EXTRACT TO READ:
Start of Block

As the world grapples with a global pandemic, the world of work has been thrown into a whirlwind. Unprecedented measures such as travel restrictions, lockdowns and safe distancing have crippled even the best of BCPs out there. Coupled with the exponential pace at which events have unfolded, and its devastating repercussions on our communities – HR finds itself in the midst of a perfect storm.
Yet we are not alone. I am heartened at the way the IHRP Community has responded to support each other. IHRP Connect has been buzzing away with helpful suggestions and sharing in response to the many queries that have been posted. We also hosted a webinar featuring Robert Chong, IHRP-MP® and a senior representative from MOM. The IHRP team is currently putting together a curated collection of COVID-19 related resources for sharing. We plan to host this on our website, so it can also be accessed beyond the IHRP Community. Another of our Master Professionals, Carmen Wee has kindly agreed to help guide the effort and lead the cross-industry taskforce members that we are setting up. We look forward to more volunteers from the community to join the effort. Please reach out to us at firstname.lastname@example.org.

End of Block

ENTRIES SHOWN:
Start of Block

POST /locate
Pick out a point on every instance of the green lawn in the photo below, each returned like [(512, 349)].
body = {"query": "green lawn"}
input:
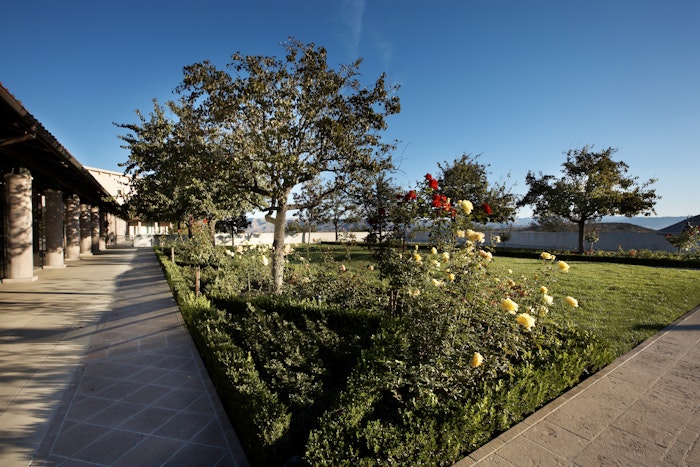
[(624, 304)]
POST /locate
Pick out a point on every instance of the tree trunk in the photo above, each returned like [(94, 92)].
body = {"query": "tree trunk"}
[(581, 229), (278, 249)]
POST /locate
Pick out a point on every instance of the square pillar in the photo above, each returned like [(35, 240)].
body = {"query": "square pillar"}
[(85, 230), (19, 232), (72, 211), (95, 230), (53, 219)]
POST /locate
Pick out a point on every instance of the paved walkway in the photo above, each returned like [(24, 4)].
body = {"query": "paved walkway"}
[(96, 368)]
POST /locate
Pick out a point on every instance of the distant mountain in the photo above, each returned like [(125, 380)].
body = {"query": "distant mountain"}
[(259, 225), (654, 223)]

End of Block
Start of Block

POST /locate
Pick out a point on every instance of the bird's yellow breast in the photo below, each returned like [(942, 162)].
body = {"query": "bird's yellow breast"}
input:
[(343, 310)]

End of Block

QUESTIONS TO ANSWER:
[a] In the message about HR during the pandemic, who has agreed to guide the effort and lead the cross-industry taskforce members?
[b] In the message about HR during the pandemic, swap "webinar" for "online session" and write out everything from "Yet we are not" down to "us at firstname.lastname@example.org.".

SOLUTIONS BELOW:
[a] Carmen Wee, one of the IHRP Master Professionals.

[b]
Yet we are not alone. I am heartened at the way the IHRP Community has responded to support each other. IHRP Connect has been buzzing away with helpful suggestions and sharing in response to the many queries that have been posted. We also hosted a online session featuring Robert Chong, IHRP-MP® and a senior representative from MOM. The IHRP team is currently putting together a curated collection of COVID-19 related resources for sharing. We plan to host this on our website, so it can also be accessed beyond the IHRP Community. Another of our Master Professionals, Carmen Wee has kindly agreed to help guide the effort and lead the cross-industry taskforce members that we are setting up. We look forward to more volunteers from the community to join the effort. Please reach out to us at firstname.lastname@example.org.